Activity: Reproduce the part of the blog post about losing a grandmother, below, word for word from "The past few" to "over the weekend.".

The past few days have been hard ones. I have had too much to say and nothing to say all at the same time. Even now, I'm stumbling over words and phrases...probably subconsciously wishing I did not feel compelled to write a post on this topic at all.
I lost my grandma over the weekend.
On the one hand, I can't even type that without crying. On the other hand, I cannot help but be immensely grateful and thankful to God that He not only provided me with such a wonderful woman to be my grandmother, but He let me keep her until now. She turned 89 this past December.
I'm 37. Not many of my friends have a similar blessing. And, if they do, their grandparents probably did not enjoy the same relatively good health and sharp mind that my grandma did. I'm also extremely grateful that not only did both my girls spend a tremendous amount of time with my grandma, they really loved her and she them.
When I was a little baby, my mom went back to work. For my early years, we stayed with my Aunt Connie and Uncle Dave while Mom worked. When Aunt Connie started working outside the house, my sister and I weren't old enough to be at home alone yet, so we went to Grandma's house. I have so many memories of those days, weeks, months and years that it would be impossible to catalog them all.
My grandparents had a wall in their dining room on which the senior pictures of our family hung. I remember the pride I felt when I added my photo to that wall and how proud my grandparents were when I headed off to college. I am pretty sure they were most impressed when I was on the radio and they could hear me do the traffic report on the station's sister television channel. "College professor? Pshaw! She was on the radio and TV."

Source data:
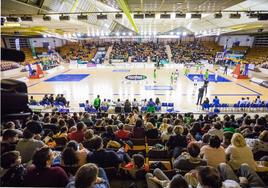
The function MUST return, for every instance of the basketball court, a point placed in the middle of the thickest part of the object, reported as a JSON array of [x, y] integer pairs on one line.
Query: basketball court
[[79, 83]]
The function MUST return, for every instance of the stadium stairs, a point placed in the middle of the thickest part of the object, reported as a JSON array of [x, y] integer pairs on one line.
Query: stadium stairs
[[168, 51], [107, 56]]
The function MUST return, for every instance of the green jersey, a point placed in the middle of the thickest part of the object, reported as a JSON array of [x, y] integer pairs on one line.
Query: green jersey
[[97, 102]]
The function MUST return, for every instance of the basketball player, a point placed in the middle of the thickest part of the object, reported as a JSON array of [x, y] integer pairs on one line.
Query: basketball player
[[195, 78], [206, 75], [154, 75], [171, 79], [216, 75]]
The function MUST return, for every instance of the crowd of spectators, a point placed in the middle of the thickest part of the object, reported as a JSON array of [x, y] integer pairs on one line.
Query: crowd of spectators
[[139, 52], [77, 149], [83, 51], [50, 100], [188, 52], [7, 65], [265, 65]]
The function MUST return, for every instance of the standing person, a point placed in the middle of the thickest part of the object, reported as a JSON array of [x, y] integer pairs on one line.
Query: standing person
[[154, 75], [206, 75], [135, 105], [196, 79], [171, 79], [186, 71], [177, 73], [205, 86], [200, 95], [216, 75], [97, 103], [225, 69]]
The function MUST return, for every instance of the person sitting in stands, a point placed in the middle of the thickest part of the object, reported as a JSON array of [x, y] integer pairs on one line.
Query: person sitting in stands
[[87, 143], [102, 157], [205, 104], [78, 135], [227, 136], [151, 106], [42, 174], [177, 142], [45, 99], [104, 104], [157, 101], [63, 100], [216, 101], [210, 177], [137, 163], [259, 145], [166, 134], [32, 101], [242, 101], [151, 131], [27, 145], [122, 133], [69, 161], [189, 160], [159, 179], [80, 151], [138, 130], [213, 153], [118, 106], [51, 99], [135, 105], [238, 153], [163, 127], [216, 130], [127, 106], [12, 173], [258, 100], [9, 141], [228, 126], [89, 176]]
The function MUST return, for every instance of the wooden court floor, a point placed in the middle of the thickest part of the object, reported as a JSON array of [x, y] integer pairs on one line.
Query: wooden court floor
[[109, 82]]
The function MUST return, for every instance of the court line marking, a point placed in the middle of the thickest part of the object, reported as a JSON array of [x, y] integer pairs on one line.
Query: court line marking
[[162, 94], [46, 78], [248, 88]]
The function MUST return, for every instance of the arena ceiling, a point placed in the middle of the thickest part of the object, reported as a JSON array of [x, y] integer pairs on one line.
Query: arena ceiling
[[207, 25]]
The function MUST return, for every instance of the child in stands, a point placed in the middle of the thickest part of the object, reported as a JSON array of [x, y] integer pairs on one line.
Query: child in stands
[[137, 164]]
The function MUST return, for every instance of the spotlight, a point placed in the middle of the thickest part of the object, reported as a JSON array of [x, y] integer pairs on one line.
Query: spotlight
[[12, 19], [82, 17], [196, 16], [64, 18], [26, 18], [180, 15], [46, 18], [218, 15], [150, 15], [253, 15], [165, 16], [102, 17], [235, 16], [263, 17], [138, 16], [118, 16], [3, 20]]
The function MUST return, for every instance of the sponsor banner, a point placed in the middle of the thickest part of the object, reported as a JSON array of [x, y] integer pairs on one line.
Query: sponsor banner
[[136, 77]]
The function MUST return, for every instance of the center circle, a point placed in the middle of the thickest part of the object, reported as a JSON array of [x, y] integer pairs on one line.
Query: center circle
[[136, 77]]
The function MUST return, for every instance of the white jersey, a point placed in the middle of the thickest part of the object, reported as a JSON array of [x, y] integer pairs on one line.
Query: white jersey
[[196, 79]]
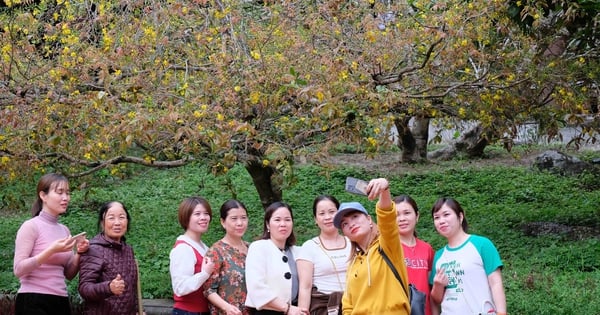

Response to this exercise:
The past few days have been hard ones. I have had too much to say and nothing to say all at the same time. Even now, I'm stumbling over words and phrases...probably subconsciously wishing I did not feel compelled to write a post on this topic at all.
I lost my grandma over the weekend.